• JOB
Print every item below line for line, without alteration, and leave the pictures out of the output.

• RECORDS PROVIDED
------------------------------------------------------------
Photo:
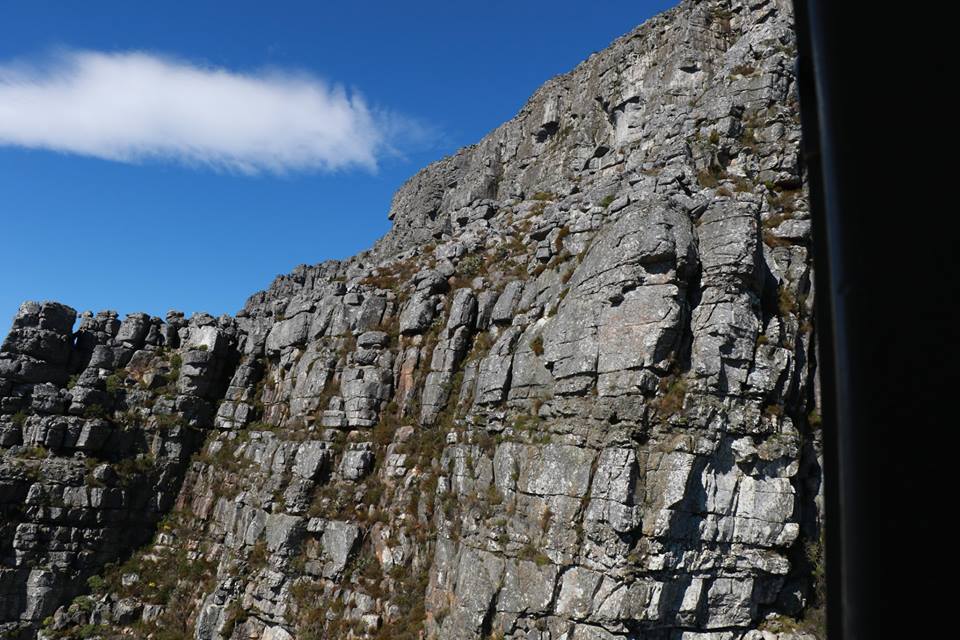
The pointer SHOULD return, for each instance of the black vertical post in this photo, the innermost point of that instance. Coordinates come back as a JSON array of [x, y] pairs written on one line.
[[875, 115]]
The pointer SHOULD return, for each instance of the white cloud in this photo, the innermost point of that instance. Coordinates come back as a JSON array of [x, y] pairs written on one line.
[[134, 106]]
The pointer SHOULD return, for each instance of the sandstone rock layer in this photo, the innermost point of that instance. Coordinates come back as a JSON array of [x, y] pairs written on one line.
[[569, 396]]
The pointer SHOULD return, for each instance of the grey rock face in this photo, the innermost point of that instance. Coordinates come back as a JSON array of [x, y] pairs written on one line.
[[569, 396]]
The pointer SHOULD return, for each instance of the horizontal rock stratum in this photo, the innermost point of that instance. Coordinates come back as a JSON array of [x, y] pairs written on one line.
[[571, 395]]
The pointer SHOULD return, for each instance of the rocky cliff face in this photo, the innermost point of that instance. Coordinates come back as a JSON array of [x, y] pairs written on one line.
[[570, 395]]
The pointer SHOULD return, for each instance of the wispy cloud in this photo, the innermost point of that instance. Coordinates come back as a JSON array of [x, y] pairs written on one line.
[[134, 106]]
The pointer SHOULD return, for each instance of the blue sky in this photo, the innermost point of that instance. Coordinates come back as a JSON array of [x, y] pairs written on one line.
[[98, 223]]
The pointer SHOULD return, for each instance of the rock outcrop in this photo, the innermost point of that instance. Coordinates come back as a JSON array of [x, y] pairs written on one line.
[[570, 395]]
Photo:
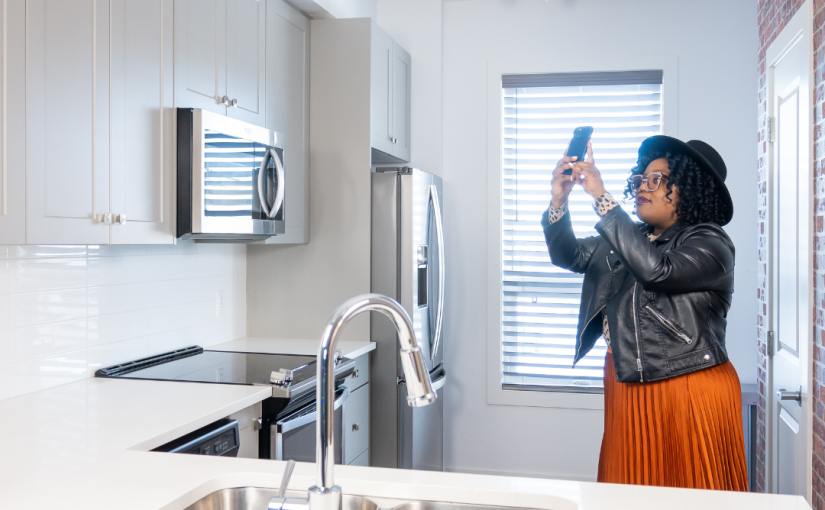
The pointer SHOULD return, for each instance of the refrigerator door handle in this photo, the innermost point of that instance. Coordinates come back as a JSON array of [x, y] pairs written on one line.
[[439, 232], [279, 193]]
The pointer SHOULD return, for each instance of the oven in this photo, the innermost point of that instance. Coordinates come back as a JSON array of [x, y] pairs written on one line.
[[293, 435], [230, 178]]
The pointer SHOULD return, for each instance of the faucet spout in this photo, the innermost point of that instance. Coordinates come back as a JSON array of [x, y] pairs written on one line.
[[325, 495]]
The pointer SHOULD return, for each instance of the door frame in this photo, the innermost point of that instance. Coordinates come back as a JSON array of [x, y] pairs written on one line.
[[798, 30]]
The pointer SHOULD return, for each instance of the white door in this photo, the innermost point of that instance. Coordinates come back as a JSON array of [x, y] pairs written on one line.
[[200, 54], [12, 123], [791, 270], [67, 121], [142, 122], [381, 91], [246, 60], [400, 102]]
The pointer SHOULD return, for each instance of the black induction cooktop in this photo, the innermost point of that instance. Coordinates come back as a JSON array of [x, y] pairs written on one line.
[[194, 364]]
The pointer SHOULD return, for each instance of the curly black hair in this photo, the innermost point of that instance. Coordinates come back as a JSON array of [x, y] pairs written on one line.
[[699, 201]]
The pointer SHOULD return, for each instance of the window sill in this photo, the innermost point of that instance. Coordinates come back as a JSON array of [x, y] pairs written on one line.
[[555, 398]]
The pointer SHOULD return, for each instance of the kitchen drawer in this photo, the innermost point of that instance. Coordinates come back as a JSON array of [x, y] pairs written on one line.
[[362, 460], [360, 374], [356, 424]]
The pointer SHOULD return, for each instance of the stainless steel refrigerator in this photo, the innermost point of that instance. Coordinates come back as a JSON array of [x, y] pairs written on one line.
[[407, 265]]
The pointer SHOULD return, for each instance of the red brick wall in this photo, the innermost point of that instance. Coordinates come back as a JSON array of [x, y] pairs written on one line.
[[772, 17]]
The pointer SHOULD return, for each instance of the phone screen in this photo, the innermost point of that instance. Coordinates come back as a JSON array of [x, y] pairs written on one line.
[[578, 145]]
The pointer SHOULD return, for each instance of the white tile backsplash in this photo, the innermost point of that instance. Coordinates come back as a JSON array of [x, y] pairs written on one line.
[[66, 311]]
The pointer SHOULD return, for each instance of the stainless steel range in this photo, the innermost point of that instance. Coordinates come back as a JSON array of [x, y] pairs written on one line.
[[288, 422]]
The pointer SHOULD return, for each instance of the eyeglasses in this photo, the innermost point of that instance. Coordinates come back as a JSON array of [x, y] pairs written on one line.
[[651, 181]]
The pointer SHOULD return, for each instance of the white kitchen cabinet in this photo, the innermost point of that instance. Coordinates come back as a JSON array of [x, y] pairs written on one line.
[[287, 109], [248, 430], [67, 121], [12, 123], [142, 130], [220, 57], [389, 99], [356, 414]]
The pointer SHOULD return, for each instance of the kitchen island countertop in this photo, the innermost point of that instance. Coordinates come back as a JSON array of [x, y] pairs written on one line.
[[84, 445]]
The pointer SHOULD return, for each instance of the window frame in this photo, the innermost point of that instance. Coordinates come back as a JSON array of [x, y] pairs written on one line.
[[496, 395]]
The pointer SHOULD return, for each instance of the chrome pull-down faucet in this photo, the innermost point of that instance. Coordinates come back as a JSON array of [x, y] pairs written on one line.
[[325, 495]]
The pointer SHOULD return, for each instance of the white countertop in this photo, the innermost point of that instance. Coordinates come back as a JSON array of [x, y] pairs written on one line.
[[308, 347], [84, 446]]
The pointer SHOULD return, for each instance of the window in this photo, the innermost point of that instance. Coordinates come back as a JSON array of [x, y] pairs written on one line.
[[540, 302]]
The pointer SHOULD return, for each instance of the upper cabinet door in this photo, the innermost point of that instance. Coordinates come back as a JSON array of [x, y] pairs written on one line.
[[67, 121], [400, 102], [246, 60], [12, 123], [200, 54], [381, 91], [142, 121]]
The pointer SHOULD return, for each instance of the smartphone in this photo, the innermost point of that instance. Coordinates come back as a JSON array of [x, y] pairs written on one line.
[[578, 145]]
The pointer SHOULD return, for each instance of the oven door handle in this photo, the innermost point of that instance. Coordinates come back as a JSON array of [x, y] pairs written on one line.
[[286, 425], [279, 193]]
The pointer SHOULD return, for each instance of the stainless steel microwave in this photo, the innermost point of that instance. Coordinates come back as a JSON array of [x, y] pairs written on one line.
[[230, 178]]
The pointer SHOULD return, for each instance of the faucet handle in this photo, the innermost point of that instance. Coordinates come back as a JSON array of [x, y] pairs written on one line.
[[281, 502], [281, 378]]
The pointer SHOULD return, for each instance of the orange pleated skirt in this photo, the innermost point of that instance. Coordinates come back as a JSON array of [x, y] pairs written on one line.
[[685, 431]]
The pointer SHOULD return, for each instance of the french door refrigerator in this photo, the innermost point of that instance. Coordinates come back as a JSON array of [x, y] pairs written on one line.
[[407, 265]]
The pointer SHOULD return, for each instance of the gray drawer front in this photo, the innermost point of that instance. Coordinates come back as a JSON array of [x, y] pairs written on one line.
[[356, 424], [360, 374], [362, 460]]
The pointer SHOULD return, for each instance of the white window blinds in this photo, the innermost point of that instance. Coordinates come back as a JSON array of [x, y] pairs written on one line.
[[540, 302]]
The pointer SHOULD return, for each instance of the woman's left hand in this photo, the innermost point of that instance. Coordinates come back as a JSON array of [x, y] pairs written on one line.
[[586, 174]]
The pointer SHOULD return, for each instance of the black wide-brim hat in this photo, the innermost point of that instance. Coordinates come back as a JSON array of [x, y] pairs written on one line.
[[703, 154]]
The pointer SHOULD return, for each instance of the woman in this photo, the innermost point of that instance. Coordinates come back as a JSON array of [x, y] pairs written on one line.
[[659, 292]]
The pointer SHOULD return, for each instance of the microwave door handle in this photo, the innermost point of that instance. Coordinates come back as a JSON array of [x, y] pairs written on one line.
------------------------------------------------------------
• ANSWER TO THIS EXERCISE
Photo:
The pointer SHOULD return, for each instance of the black vertical post in this photo, the innermost point of that instance. Coordinates come back as a JSON array of [x, y] pairs written on one line.
[[875, 115]]
The pointer SHOULD return, for each instance of the white cloud in this photo, the innermost point of that instance. Coordinates come back as a JSON array of [x, y] pairs written on one line.
[[134, 106]]
The pointer SHOULD return, for each instance of the sandstone rock layer in this photo, the innermost point of that instance. Coordinates come back as a JSON array of [x, y] pairs written on one line.
[[569, 396]]
The pointer SHOULD return, for each instance of the grey rock face in this photo, the innermost point of that instance. Coordinates come back as a JSON array of [x, y] pairs written on one line.
[[569, 396]]
The pointer SHOULD return, for each instance of the horizontal rock stratum in this photo, the innermost point of that instance. Coordinates come back as a JSON array of [x, y] pairs written on one line.
[[571, 395]]
The pointer SHOULD return, for each instance of the rocky cliff face in this photo, the innermost point of that instance. Coordinates come back as a JSON array of [x, y] pairs written on one line.
[[570, 395]]
The pointer SHOULD return, for each instance of the wispy cloud in this photo, the innermost point of that instance. Coordinates come back as a JSON array of [x, y] pairs written on one line.
[[134, 106]]
The pointer SHOULD return, for each instance of the blue sky in this photo, the innermost point of that instance. Coordinates come back as a JSON array of [x, y] pairs written on one line.
[[98, 223]]
The pointer SHOULD return, for each instance of the rock outcrop in this photo, the innermost point of that instance. Coordinates come back as a JSON array of [x, y] pairs written on one line.
[[570, 395]]
Photo:
The pointer SHOULD return, for each instance of the refrigerator door handle in this photo, the innermost point of that instance. Coordinates come back as a JSON array of [x, y] pairs written on one line.
[[439, 232], [279, 193]]
The pointer SHOULD return, for each instance of the oven in this photo, the innermost point of that instance. Coordinates come back as a JSON array of [x, y] pairs written on one line.
[[293, 435], [230, 178]]
The pointer SHOULD return, for each instance of the faucet spout in this photo, the innermost point of that instance. Coordinates come back as a JSON array of [x, y] pairs written on one line.
[[325, 495]]
The pointer SHOULD return, for each instance of the door frame in this photo, the innermost point of that instance. Coordinates come back as a JSON array of [x, y] pairs written on one line.
[[798, 30]]
The pointer SHOULD return, for each instance of the white door in this photo, the innermost point of that instance. Coordinates come back as a JSON array of [x, y] pairs written on one line.
[[200, 54], [12, 123], [791, 270], [67, 121], [142, 122], [381, 91], [246, 60], [400, 102]]
The pointer SHOULD return, for each instance of the black induction cooktop in this photo, the innermost point of that instance. Coordinates come back as a JSON array of [x, y] pairs written on one line.
[[194, 364]]
The pointer SHOULD return, for each instance of the curly black hair in this photo, the innermost point of that instance. Coordinates come back as a JSON array of [x, y] pairs written on one line.
[[699, 201]]
The pointer SHOULD return, for each instance of the window sill in this photo, the innermost point of that instance. Coordinates come back as a JSON array of [x, y] pairs written on one line.
[[555, 398]]
The pointer SHOULD return, for each instance of the kitchen drawer in this photo, the innermost point of that instance. Coordinates come back as a JSON array of [x, y] pairs written on one line.
[[362, 460], [360, 374], [356, 424]]
The pointer SHOULD return, for each instance of the stainless steel refrigerator in this photo, the innermost point of that instance. Coordinates come back as a JSON array of [x, y] pairs written on one line.
[[407, 265]]
The pointer SHOULD return, for each instance of the red brick wall in this photo, the innermost point of that instance. Coordinates come back as a JSON array of [x, y] pairs written on one line.
[[772, 17]]
The pointer SHOULD return, for each instance of the phone screen in this photo, the innermost point of that instance. Coordinates come back as a JSON array of [x, y] pairs written on one line.
[[578, 145]]
The pointer SHOULD return, for each instance of the white tile backsplash in this photo, the innermost point of that instance. Coordinates come back as a JSON array of [x, y] pairs written on one line.
[[66, 311]]
The pointer SHOULD return, for each instance of the stainless steel range in this photo, the innermost point of that instance. Coordinates come back as a JSON array of [x, y] pairs written on one line.
[[288, 422]]
The pointer SHOULD return, for each instance of the eyeglasses in this photo, the innermost point of that instance. Coordinates come back as a JSON array of [x, y] pairs written on one line.
[[651, 181]]
The pointer SHOULD return, for each instance of the white kitchen cabinet in this photo, the innermost point of that instance. Coordinates come back as a JSON array of [x, y] pairs written on one line.
[[287, 109], [248, 430], [67, 121], [12, 123], [142, 130], [220, 57], [389, 99], [356, 414]]
The pointer SHOULD return, for each instance of the kitchen island countertop in this photo, the innermost point of that instance. Coordinates come back as a JSON array of [x, y] pairs written on one line.
[[84, 445]]
The pointer SHOULD return, for each instance of the window frame in this photo, the innermost point of that instance. Coordinates come back as a JSON array of [x, y] pairs written on one line.
[[496, 395]]
The pointer SHOULD return, for each instance of the chrome pull-down faucet in this photo, the innermost point of that instance. Coordinates come back as a JSON array of [x, y] pairs written on one line.
[[325, 495]]
The pointer SHOULD return, for each instance of the white countertop in this photo, the innermost point of that instance. Coordinates come back as a JSON array of [x, y] pairs written on one line.
[[308, 347], [84, 446]]
The pointer SHOULD return, for each instance of the window in this photo, the innermost point of that instance. Coordinates come back as a JSON array of [x, y] pairs written on one line.
[[540, 302]]
The pointer SHOULD return, for each instance of the upper cabinet door in this photo, the innermost point of that instance. Coordinates come back as a JSON array of [x, y] pairs written on one line.
[[67, 121], [400, 102], [246, 60], [12, 123], [200, 54], [381, 91], [142, 121]]
The pointer SHOULD return, for each instance of the smartphone in this photo, the innermost point of that instance. Coordinates come back as a JSON array of [x, y] pairs written on one line.
[[578, 145]]
The pointer SHOULD return, for each instance of the oven door handle in this photo, the innermost point of that instance. Coordinates come back as a JSON array of [x, y] pairs written on one line.
[[286, 425], [279, 193]]
The pointer SHOULD return, for each instance of the stainless steel microwave in this photo, the innermost point of that instance. Coordinates come back as a JSON array of [x, y] pairs written on one line.
[[230, 178]]
The pointer SHOULD return, for each instance of the faucet handle in this photo, the innermost point of that instance. Coordinates come back as a JSON array of [x, y] pairs written on one line.
[[281, 502], [281, 378]]
The pointer SHOULD return, for each instance of the orange pleated skirt in this photo, the innermost point of that instance. Coordinates come back as a JSON array of [x, y] pairs written on one line.
[[685, 431]]
The pointer SHOULD return, for each instance of the french door refrigerator in this photo, the innermost point of that instance. Coordinates come back as a JSON array of [x, y] pairs written on one line.
[[407, 265]]
The pointer SHOULD return, for each instance of the gray drawer front in this photo, the innermost point of that instance. Coordinates come back as a JSON array of [x, y] pairs written on one line.
[[356, 424], [360, 374], [362, 460]]
The pointer SHOULD return, for each instance of the white window blinds in this photo, the innermost point of that instance. Coordinates come back as a JSON array of [x, y] pairs written on one line.
[[540, 302]]
The pointer SHOULD return, for each instance of the woman's left hand in this photo, the innermost point of that instance. Coordinates come back as a JSON array of [x, y] pairs written on one line.
[[586, 174]]
The pointer SHOULD return, for each instance of the black wide-brim hat in this photo, the innermost point of that instance. Coordinates come back as a JSON array of [x, y] pairs written on one line.
[[703, 154]]
The pointer SHOULD return, for each instance of the woman in this photo, the innermost point of that instance. Coordinates come back as a JSON array of [x, y] pairs written on one line.
[[659, 292]]
The pointer SHOULD return, for each instance of the microwave door handle in this photo, the innermost point of that instance. Coordinates come back as a JSON array of [x, y] pairs written on one line.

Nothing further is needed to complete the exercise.